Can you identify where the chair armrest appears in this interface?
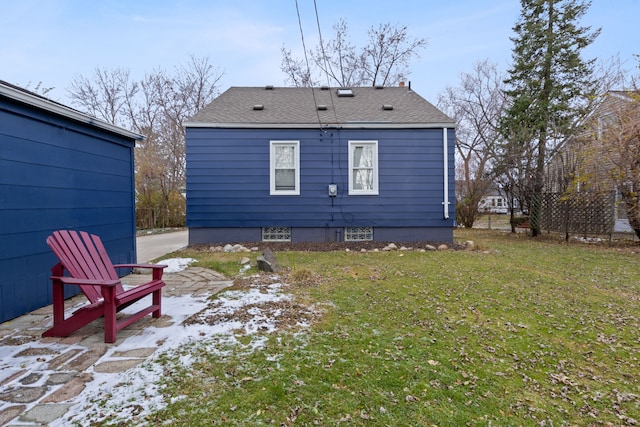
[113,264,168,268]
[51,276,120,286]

──────

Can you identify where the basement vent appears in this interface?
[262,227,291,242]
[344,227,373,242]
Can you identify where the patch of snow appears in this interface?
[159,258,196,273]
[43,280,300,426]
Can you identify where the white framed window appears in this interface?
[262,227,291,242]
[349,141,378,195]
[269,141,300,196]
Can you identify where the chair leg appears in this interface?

──────

SET EXERCISE:
Print everything from the line containing "Can you identify where the patch" down to the line containing "Can you identify where the chair leg", both included, with the lines unchanged.

OUTPUT FOR THIS TASK:
Can you identify where the patch of snow appears in this interface?
[159,258,196,273]
[43,280,300,426]
Can you identify where the white framed window appears in this interface?
[262,227,291,242]
[349,141,378,195]
[269,141,300,196]
Can you identify where the chair leg appears in this interface?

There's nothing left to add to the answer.